▶ _Direction a_
In the dnsdist email thread, which query could still be sent and answered over both UDP and TCP after the issue occurred?

— BEGIN Document excerpt —

2019-08-08 Thread Chris

Hi Remi,

On 8/08/2019 4:46 pm, Remi Gacogne wrote:

That's actually one of the most readable configuration I have seen in a
while, don't worry ;-)


Good to know, still got some work to do on it to make it more friendly 
though.



That's very weird, I don't see anything unusual in your configuration,
the backtrace seems to indicate that all threads are working as
expected, and I even see some UDP queries being received and forwarded
in the strace (albeit very few, you can spot them easily by looking for
"recvmsg resumed" with grep).


That is strange. When the issue occurs it will receive minimal traffic 
except from the health checking service that controls the IP's being 
announced with BGP.


I just noticed there is even more strange behavior. I restarted the 
dnsdist instance and sent traffic for it to reproduce the issue. While 
it was working I made a 'ANY' query for google.com. One the issue 
occured I could still send that query and get an answer (both with UDP 
and TCP). Queries for things that were not in the cache I guess is what 
stopped working.



Would you mind providing a 'lsof -n -p ' while it's
stuck?


The lsof output is available here:

https://gbe0.com/dnsdist/dnsdist_lsof.txt.gz


Would you by any chance be able to do a strace when it's stuck,
while at the same time sending a few UDP queries to it, ideally with an
easily recognizable qname like "why-is-dnsdist-not-responding.to.this." ?


The stack trace is available here:

https://gbe0.com/dnsdist/dnsdist_strace2.txt.gz

During the stack trace I performed 4 requests (in order)

- UDP A request for why-is-dnsdist-not-responding.to.this. (not working)

— END Document excerpt —
— BEGIN Supplied entries —

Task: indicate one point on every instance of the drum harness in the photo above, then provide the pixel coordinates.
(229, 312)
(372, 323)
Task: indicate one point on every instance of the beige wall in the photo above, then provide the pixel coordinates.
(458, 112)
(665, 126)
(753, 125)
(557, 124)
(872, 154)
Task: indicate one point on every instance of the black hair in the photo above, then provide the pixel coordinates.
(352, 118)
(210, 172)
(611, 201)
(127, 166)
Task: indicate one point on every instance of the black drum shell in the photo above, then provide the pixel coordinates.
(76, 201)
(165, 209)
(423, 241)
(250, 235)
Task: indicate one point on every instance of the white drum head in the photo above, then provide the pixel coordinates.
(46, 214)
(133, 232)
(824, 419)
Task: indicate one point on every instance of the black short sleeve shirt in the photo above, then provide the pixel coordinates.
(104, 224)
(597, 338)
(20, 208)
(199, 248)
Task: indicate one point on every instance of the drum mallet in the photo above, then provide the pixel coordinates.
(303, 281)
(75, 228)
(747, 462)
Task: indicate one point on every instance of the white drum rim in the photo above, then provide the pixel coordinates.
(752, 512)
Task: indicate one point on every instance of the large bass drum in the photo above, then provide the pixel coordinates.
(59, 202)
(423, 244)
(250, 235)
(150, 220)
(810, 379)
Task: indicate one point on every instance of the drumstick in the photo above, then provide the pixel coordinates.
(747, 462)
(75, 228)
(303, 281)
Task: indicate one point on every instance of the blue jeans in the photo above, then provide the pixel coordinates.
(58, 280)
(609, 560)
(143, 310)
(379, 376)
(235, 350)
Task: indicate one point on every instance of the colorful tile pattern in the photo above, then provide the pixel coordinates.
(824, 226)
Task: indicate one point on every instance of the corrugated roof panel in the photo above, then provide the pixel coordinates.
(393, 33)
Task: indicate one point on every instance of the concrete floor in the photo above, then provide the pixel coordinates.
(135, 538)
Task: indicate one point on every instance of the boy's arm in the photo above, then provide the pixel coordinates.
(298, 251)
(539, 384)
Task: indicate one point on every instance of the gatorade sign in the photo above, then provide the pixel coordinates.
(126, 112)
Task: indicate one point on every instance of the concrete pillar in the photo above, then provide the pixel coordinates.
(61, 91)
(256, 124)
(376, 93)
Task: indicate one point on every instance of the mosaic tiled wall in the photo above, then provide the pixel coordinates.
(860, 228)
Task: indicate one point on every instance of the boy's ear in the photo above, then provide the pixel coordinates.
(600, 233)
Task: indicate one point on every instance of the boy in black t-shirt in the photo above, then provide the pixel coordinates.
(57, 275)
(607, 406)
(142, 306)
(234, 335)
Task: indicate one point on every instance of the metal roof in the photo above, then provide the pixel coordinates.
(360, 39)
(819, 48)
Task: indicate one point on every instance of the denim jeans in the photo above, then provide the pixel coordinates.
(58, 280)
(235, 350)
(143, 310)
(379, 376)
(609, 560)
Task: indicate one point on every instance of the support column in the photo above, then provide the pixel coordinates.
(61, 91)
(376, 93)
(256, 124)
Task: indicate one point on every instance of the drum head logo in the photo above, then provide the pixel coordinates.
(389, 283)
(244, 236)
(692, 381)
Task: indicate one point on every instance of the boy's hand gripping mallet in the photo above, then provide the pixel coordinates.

— END Supplied entries —

▶ _Direction b_
Please rewrite the records starting at the line that contains "Task: indicate one point on every instance of the mosaic" and ending at the last line of the records, with "metal roof" replaced by "tin roof" and nothing else changed.

▶ _Complete answer a_
An 'ANY' query for google.com.

▶ _Complete answer b_
Task: indicate one point on every instance of the mosaic tiled wall in the photo above, then provide the pixel coordinates.
(860, 228)
Task: indicate one point on every instance of the boy's ear in the photo above, then provide the pixel coordinates.
(600, 233)
Task: indicate one point on every instance of the boy in black t-shirt in the photo above, then provide the pixel coordinates.
(57, 275)
(607, 406)
(142, 306)
(234, 335)
Task: indicate one point on every instance of the tin roof in the photo above, then provide the pixel coordinates.
(360, 39)
(819, 48)
Task: indicate one point on every instance of the denim jeans in the photo above, then provide the pixel coordinates.
(58, 280)
(235, 350)
(143, 310)
(379, 376)
(609, 560)
Task: indicate one point on every instance of the support column in the photo above, then provide the pixel coordinates.
(61, 91)
(376, 93)
(256, 124)
Task: indicate one point on every instance of the drum head logo in the photo above, then provide the pixel coordinates.
(389, 283)
(244, 236)
(692, 381)
Task: indicate one point on every instance of the boy's hand gripping mallet in the photo above, then provide the pixel coordinates.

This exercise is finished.